Task to complete: Skip the pictures and extract all of the lines exactly as written.

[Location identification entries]
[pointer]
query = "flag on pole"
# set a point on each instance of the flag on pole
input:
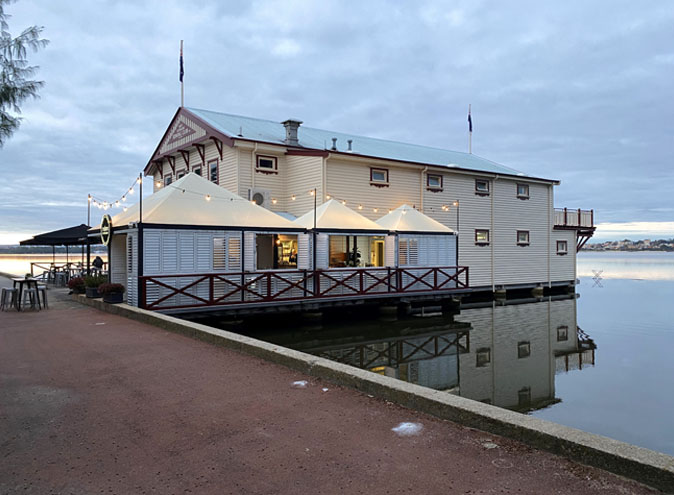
(182, 71)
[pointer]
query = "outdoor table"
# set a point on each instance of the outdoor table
(21, 282)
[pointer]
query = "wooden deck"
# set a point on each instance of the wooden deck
(222, 290)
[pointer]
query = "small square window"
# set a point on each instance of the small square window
(523, 191)
(482, 357)
(482, 187)
(481, 237)
(523, 349)
(562, 333)
(213, 171)
(522, 237)
(562, 247)
(379, 175)
(434, 181)
(267, 164)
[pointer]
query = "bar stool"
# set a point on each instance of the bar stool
(8, 298)
(42, 290)
(33, 298)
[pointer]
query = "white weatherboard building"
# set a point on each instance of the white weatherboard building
(508, 232)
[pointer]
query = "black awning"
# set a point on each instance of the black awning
(71, 236)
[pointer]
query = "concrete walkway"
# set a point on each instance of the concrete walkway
(91, 402)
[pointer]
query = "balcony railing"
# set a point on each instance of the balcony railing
(168, 292)
(565, 217)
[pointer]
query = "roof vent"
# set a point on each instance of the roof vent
(291, 126)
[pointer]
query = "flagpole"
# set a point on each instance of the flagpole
(182, 72)
(470, 132)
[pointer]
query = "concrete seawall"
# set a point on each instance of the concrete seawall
(643, 465)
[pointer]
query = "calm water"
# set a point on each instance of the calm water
(19, 264)
(613, 376)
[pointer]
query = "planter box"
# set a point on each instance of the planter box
(92, 292)
(114, 298)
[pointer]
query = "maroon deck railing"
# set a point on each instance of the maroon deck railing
(565, 217)
(167, 292)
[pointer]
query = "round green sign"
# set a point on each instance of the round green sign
(106, 229)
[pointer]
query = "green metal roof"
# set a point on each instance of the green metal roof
(269, 131)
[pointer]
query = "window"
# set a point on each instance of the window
(562, 333)
(482, 357)
(408, 252)
(523, 191)
(481, 237)
(275, 251)
(562, 247)
(227, 253)
(523, 349)
(482, 187)
(213, 171)
(352, 251)
(434, 182)
(267, 164)
(522, 237)
(379, 177)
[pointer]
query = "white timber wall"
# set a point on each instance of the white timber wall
(304, 173)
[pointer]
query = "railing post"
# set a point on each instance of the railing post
(211, 283)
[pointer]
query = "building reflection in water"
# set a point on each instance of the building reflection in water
(506, 354)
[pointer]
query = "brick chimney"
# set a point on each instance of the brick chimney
(292, 125)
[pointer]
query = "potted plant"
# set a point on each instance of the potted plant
(76, 284)
(112, 293)
(91, 282)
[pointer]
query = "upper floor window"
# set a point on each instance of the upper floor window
(481, 237)
(523, 191)
(379, 176)
(213, 171)
(482, 187)
(562, 247)
(434, 182)
(522, 237)
(266, 164)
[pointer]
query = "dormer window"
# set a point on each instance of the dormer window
(482, 187)
(266, 164)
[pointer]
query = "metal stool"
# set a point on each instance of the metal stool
(8, 298)
(42, 290)
(33, 298)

Task response:
[pointer]
query = "flag on pole"
# set a point on each instance of the flag on pole
input:
(182, 71)
[pointer]
query = "outdoor table"
# set a point on each instance of the outdoor table
(21, 282)
[pointer]
query = "wooden deck"
# set a point on each instance of the wooden deck
(222, 290)
[pointer]
query = "small square window"
# set a point on each instance of the small square window
(523, 191)
(482, 357)
(482, 187)
(481, 237)
(523, 349)
(562, 333)
(213, 171)
(522, 237)
(562, 247)
(379, 175)
(434, 181)
(267, 164)
[pointer]
query = "bar stool"
# set a point on each instance of the bar stool
(8, 298)
(42, 290)
(33, 298)
[pointer]
query = "white weatherboard building"
# set a point on each instance of the white weatherboard building
(508, 232)
[pointer]
query = "black awning"
# set a point on each instance of the black awning
(71, 236)
[pointer]
query = "concrete walkway"
# set a point on each instance of the concrete walkway
(91, 402)
[pointer]
query = "balcony railing"
# set a point on each instance of the balcony railing
(168, 292)
(565, 217)
[pointer]
query = "roof vent"
# set a point on each instance of the roof vent
(291, 126)
[pointer]
query = "flagpole"
# set a point on each instance of the flagpole
(182, 72)
(470, 132)
[pointer]
query = "concrete seawall"
# set a point on each instance of the concrete seawall
(643, 465)
[pointer]
query = "calm water"
# set a point on each instance of the calm water
(19, 264)
(613, 376)
[pointer]
query = "planter box"
# set a point on each instance of the planter box
(92, 292)
(114, 298)
[pointer]
query = "maroon deck railing"
# set a point on each instance of the maroon deck railing
(565, 217)
(167, 292)
[pointer]
query = "round green sign"
# set a point on each instance of the round green sign
(106, 229)
[pointer]
query = "green metal roof"
# set a point on each instance of the green metal roof
(269, 131)
[pointer]
query = "window"
# set a point on each instance of the window
(562, 333)
(482, 357)
(408, 252)
(523, 191)
(481, 237)
(275, 251)
(562, 247)
(227, 253)
(523, 349)
(482, 187)
(213, 171)
(352, 251)
(434, 182)
(267, 164)
(522, 237)
(379, 177)
[pointer]
query = "white timber wall"
# set a point on each instance of the white timber wall
(304, 173)
[pointer]
query = "railing post"
# set a point on each instance of the railing post
(211, 283)
[pointer]
query = "building reflection in water"
# set a point on each instance of the building reflection in water
(506, 354)
[pointer]
query = "brick chimney"
# set a point on each instance of the brick chimney
(292, 125)
[pointer]
query = "potted plant"
# set a point on each instance of the potted plant
(76, 284)
(112, 293)
(91, 282)
[pointer]
query = "upper floor window"
# set a point on each instance of the upper floor window
(481, 237)
(523, 191)
(379, 176)
(213, 171)
(482, 187)
(562, 247)
(434, 182)
(522, 237)
(266, 164)
[pointer]
query = "dormer window"
# set a point on each instance of the dormer window
(482, 187)
(266, 164)
[pointer]
query = "metal stool"
# set a point on each instance of the metal stool
(8, 298)
(42, 290)
(33, 298)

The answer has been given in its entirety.